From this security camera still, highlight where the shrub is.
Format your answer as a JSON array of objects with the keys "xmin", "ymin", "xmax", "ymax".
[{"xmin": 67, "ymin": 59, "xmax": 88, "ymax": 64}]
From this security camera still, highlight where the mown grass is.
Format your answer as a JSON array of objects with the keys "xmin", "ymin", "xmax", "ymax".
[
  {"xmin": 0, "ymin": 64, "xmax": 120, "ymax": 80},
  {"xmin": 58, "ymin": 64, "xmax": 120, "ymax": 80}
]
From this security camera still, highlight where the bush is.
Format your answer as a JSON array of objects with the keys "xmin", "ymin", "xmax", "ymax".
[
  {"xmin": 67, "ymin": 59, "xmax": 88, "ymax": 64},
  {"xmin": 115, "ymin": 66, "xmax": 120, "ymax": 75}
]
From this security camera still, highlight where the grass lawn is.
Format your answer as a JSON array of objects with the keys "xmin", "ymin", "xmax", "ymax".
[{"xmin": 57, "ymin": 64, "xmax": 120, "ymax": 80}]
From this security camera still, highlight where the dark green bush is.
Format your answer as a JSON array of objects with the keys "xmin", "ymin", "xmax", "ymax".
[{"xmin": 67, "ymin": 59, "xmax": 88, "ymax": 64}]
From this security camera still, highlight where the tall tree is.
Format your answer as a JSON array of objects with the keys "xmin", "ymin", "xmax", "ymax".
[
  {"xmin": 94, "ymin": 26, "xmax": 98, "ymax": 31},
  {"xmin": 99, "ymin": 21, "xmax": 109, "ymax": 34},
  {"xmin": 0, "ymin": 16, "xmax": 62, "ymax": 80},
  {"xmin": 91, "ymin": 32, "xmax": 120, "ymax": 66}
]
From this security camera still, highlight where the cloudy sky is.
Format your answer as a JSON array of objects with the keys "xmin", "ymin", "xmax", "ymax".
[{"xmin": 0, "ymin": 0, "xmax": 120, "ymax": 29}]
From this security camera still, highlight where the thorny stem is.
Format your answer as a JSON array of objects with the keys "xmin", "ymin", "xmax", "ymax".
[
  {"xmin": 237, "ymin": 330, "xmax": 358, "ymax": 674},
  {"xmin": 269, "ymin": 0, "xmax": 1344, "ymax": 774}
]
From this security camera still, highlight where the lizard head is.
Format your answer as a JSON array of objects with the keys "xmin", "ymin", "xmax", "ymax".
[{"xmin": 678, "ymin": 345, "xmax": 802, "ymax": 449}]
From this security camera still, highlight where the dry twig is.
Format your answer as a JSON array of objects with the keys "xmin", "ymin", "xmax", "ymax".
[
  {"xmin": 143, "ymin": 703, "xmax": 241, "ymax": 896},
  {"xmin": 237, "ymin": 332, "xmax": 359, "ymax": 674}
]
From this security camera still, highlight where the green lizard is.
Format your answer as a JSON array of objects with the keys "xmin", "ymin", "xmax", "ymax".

────────────────────

Identify each line of the entries above that contains the word "bush", and copy every such line in full. Matching is case-sensitive.

Result of the task:
From this security camera still, highlight where the bush is.
From this security camera still, highlight where the dark green bush is.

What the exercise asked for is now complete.